● EXERCISE
Write out the lines of the records exactly, from the start of the records up to and including the line that contains "M130 131L131 129L138", and leave the pictures out of your answer.

● Outline entries for images
....
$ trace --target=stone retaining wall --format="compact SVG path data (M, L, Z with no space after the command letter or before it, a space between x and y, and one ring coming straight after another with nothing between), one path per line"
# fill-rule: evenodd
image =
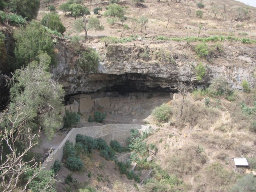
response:
M130 131L131 129L138 129L142 131L148 128L148 126L128 124L110 124L95 127L73 128L58 148L44 161L42 165L45 166L45 169L49 170L53 165L56 160L61 161L62 158L63 148L65 142L68 140L74 144L76 142L76 136L77 134L87 135L94 138L101 138L106 140L108 144L111 140L115 140L124 146L126 144L127 138L131 136ZM50 160L49 160L49 159Z

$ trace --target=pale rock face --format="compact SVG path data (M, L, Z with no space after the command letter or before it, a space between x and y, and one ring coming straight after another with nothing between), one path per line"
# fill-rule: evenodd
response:
M72 45L62 40L56 48L58 61L52 70L53 78L63 85L66 94L95 92L117 85L127 91L167 90L178 81L192 82L204 87L219 77L226 78L232 89L241 89L240 84L244 79L254 87L256 49L253 47L227 47L222 56L208 61L196 58L192 48L186 43L180 42L181 44L169 44L164 48L172 56L171 60L164 58L160 60L156 58L156 53L162 50L164 44L154 43L145 46L144 42L138 42L100 48L96 49L100 50L102 58L98 72L86 74L76 64L78 56ZM147 59L140 56L145 50L148 52ZM203 62L206 71L200 81L196 80L194 69L198 60Z

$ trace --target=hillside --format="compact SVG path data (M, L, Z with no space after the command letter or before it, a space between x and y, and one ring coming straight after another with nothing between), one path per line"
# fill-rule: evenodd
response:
....
● WORKED SOLUTION
$ trace --target=stone retaining wall --format="compact SVG path data (M, L, Z with no space after the command letter or before it, a space between x and y, and one ring coming straight after another with nothing between), one path per line"
# fill-rule: evenodd
image =
response:
M130 131L131 129L138 129L142 131L148 128L148 126L128 124L110 124L95 127L73 128L58 148L44 161L42 165L45 166L45 169L49 170L53 165L56 160L61 161L62 158L63 148L65 142L68 140L74 144L76 142L76 136L77 134L87 135L94 138L101 138L106 140L108 144L111 140L115 140L124 146L126 144L127 138L131 136ZM50 160L49 160L49 159Z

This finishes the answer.